[BEGIN ENTRIES PROVIDED]

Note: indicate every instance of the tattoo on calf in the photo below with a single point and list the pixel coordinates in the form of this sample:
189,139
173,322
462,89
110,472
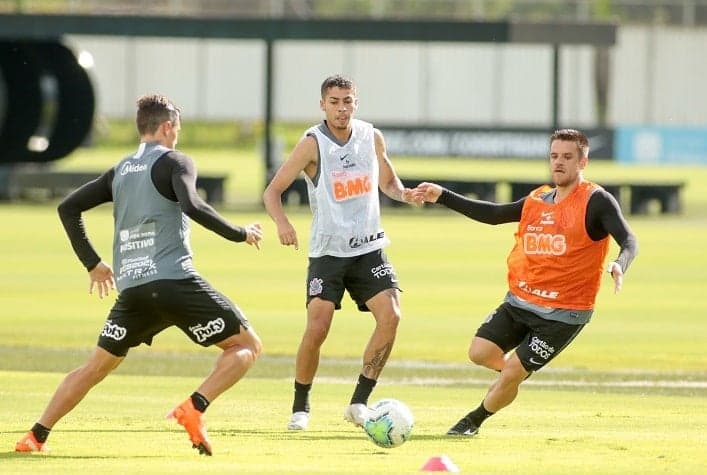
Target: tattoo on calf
372,369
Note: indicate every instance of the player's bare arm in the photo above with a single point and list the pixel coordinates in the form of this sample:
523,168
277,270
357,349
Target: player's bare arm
302,159
102,278
388,180
429,192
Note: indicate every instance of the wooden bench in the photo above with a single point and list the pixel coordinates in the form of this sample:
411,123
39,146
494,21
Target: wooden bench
636,196
41,185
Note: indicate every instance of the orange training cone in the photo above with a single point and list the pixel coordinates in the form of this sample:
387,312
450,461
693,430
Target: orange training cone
439,464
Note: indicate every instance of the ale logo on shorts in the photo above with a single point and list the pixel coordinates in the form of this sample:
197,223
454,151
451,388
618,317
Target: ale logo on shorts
113,331
315,286
214,327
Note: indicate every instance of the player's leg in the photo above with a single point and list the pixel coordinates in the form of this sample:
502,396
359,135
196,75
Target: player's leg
386,310
373,284
124,329
239,354
68,394
498,334
325,288
208,318
320,314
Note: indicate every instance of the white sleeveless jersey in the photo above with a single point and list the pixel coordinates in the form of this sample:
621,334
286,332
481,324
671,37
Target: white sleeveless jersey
343,195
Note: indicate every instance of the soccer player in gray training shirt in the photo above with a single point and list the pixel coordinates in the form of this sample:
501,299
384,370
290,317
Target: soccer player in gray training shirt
154,194
344,161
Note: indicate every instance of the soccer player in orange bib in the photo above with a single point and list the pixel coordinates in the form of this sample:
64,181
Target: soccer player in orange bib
554,270
344,161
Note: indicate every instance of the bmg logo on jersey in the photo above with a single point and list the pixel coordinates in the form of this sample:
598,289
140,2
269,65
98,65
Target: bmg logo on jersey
346,186
214,327
113,331
384,270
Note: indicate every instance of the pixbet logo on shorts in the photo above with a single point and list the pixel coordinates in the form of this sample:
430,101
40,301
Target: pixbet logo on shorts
110,330
315,286
383,270
202,333
542,349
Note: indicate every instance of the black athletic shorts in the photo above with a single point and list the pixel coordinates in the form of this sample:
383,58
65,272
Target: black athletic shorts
535,339
362,276
141,312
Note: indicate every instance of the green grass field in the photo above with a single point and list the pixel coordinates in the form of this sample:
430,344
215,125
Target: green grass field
629,396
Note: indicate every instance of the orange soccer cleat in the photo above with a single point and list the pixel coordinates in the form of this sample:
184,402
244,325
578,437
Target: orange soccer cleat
193,421
29,443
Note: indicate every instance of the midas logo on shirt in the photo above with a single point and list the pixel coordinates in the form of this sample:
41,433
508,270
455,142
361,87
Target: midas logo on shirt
544,243
346,186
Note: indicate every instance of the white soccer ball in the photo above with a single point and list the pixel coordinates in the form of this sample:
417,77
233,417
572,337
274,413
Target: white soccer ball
389,424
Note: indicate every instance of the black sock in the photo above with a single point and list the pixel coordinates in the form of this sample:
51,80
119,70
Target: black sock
364,387
199,401
479,415
301,403
40,432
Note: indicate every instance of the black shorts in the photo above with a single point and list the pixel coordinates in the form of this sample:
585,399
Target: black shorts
141,312
362,276
535,339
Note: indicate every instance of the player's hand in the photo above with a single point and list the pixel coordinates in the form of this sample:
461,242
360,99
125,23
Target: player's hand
618,275
102,278
429,192
254,234
288,235
408,196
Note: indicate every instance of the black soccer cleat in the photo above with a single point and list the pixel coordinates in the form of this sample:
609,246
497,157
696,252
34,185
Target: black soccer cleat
464,428
203,449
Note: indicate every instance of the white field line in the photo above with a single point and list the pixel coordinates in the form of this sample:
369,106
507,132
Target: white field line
547,383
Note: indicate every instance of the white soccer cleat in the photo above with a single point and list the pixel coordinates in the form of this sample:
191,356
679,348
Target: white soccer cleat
298,421
357,414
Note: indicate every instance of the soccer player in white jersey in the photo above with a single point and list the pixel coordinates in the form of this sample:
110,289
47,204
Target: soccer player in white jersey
344,161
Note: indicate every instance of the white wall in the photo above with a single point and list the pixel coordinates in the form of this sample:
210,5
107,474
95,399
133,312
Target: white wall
657,77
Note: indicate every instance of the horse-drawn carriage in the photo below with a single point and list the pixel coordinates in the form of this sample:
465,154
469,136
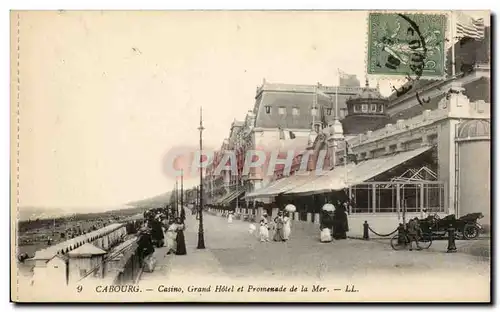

[END ENTRIES PROVIDED]

Extract every line of the listing above that contains the string "tattoo".

Note: indicate every instance of the tattoo on calf in the photo below with a single point and list the pixel coordinates in the form of this sample:
Target: tattoo on calf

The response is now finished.